How many lines in the entries below contain the word "slope"? Reply with the number alone.

Position annotation entries >>
++++++++++

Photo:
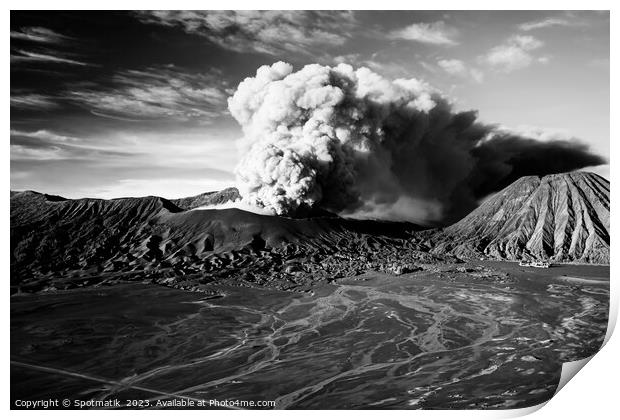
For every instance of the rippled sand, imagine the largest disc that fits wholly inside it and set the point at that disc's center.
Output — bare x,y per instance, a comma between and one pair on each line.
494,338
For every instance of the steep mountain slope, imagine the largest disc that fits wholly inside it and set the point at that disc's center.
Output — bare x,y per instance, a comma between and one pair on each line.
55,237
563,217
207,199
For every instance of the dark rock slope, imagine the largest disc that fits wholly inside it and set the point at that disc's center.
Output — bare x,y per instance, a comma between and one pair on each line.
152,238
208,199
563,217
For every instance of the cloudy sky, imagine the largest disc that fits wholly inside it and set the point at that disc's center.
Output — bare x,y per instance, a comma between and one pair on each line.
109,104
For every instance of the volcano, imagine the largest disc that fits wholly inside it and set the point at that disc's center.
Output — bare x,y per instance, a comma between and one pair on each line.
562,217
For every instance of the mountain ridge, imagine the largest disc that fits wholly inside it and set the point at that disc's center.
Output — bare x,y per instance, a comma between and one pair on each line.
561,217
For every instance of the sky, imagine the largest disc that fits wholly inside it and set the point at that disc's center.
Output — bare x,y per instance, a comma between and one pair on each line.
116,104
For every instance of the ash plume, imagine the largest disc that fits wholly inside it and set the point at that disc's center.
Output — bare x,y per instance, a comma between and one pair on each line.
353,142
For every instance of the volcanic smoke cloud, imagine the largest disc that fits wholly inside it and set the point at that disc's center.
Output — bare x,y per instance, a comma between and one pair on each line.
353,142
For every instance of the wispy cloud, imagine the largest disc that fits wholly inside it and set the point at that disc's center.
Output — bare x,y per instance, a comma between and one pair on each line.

++++++++++

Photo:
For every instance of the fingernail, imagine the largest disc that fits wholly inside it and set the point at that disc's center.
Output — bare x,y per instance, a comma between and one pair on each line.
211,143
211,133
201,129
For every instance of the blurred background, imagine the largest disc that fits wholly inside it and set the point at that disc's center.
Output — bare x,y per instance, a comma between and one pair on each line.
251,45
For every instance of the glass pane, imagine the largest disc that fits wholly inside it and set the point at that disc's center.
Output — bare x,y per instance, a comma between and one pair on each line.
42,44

++++++++++

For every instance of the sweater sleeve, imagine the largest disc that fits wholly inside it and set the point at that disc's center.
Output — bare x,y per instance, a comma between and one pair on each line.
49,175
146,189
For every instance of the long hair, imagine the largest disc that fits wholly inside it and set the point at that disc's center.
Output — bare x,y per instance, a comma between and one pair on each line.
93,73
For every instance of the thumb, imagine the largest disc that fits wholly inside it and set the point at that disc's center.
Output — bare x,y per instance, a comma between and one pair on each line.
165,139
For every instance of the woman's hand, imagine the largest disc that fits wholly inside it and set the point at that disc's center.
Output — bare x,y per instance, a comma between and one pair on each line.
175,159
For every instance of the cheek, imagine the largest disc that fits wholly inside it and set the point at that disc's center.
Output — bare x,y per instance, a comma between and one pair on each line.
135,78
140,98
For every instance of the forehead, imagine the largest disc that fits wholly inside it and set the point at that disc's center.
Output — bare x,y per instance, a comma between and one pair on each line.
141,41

++++++++++

WRITTEN RESPONSE >> 2